(WORK REQUEST)
List every line of the listing below that contains the word "positive". Case counts.

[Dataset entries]

☆ ☆ ☆

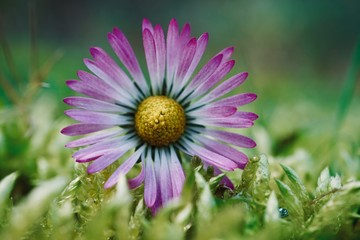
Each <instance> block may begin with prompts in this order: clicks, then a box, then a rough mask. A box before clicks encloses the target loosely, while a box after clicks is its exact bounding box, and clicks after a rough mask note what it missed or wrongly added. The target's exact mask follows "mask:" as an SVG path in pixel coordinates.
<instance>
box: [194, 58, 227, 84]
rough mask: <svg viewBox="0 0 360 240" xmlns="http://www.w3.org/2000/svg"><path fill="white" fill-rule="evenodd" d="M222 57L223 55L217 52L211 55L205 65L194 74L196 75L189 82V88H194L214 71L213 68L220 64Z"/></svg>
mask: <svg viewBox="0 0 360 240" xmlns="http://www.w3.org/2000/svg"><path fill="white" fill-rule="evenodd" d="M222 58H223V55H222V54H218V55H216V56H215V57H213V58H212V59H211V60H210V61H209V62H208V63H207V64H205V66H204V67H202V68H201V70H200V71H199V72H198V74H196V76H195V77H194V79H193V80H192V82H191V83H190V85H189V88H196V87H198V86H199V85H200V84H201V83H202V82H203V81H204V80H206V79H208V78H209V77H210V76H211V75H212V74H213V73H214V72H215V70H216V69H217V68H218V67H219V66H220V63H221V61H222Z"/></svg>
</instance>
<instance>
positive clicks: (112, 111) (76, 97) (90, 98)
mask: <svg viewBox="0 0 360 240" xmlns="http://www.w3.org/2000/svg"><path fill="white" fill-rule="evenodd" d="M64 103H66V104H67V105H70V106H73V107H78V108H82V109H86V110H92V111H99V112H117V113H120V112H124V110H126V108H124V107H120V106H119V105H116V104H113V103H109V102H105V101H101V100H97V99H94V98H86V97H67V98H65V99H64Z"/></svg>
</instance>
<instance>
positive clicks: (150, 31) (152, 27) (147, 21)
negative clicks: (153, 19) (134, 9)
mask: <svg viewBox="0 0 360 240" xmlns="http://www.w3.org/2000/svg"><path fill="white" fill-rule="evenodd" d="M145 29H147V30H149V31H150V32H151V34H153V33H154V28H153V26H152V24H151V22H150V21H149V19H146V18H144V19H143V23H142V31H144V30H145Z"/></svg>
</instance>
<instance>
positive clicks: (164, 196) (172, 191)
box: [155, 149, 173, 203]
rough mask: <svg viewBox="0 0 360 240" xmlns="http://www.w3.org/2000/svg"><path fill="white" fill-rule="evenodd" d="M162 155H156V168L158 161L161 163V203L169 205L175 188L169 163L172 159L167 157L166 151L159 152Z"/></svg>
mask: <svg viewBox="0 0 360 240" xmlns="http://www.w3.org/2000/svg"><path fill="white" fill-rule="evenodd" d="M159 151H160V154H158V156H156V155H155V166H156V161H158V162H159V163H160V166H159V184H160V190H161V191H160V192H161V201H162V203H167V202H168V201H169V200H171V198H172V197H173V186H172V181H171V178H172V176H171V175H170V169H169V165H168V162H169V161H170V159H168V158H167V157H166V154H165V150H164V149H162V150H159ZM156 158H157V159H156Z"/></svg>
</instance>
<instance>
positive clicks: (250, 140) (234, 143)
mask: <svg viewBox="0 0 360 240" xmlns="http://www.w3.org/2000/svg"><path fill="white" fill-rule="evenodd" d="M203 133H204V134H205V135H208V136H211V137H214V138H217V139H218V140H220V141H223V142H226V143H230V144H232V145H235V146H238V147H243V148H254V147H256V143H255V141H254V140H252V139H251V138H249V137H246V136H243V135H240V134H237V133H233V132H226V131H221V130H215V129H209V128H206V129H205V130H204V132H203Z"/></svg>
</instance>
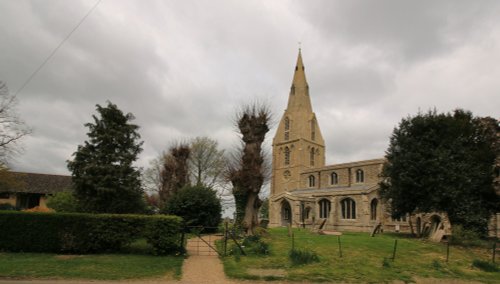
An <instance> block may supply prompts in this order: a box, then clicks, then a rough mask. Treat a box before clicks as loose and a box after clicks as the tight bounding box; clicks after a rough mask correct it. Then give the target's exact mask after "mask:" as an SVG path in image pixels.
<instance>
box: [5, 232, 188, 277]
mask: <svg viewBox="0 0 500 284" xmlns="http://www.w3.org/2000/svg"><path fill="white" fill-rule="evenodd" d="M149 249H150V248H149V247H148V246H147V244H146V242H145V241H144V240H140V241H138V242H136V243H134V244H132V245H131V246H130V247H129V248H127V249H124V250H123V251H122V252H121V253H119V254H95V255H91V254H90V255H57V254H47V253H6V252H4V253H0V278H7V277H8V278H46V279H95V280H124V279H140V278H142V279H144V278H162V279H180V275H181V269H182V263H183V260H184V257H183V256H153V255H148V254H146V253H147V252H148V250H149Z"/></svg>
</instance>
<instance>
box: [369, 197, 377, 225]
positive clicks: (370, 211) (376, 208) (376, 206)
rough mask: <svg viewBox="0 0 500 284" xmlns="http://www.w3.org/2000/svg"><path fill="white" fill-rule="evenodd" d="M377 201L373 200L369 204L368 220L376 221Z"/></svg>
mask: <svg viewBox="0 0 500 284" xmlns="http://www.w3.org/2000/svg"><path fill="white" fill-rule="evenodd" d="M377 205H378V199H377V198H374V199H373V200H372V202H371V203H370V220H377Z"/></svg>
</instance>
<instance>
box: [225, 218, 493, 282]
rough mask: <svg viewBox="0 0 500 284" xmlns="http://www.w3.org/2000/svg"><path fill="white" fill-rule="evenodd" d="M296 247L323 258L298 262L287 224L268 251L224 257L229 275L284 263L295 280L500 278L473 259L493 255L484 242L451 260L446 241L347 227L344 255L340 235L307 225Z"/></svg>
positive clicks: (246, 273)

☆ ☆ ☆

(PROBLEM SOLUTION)
positive clicks: (112, 111) (76, 97) (90, 98)
positive clicks: (150, 31) (152, 27) (147, 21)
positive clicks: (164, 196) (172, 191)
positive clicks: (250, 140) (234, 143)
positive clicks: (370, 211) (376, 208) (376, 206)
positive clicks: (246, 273)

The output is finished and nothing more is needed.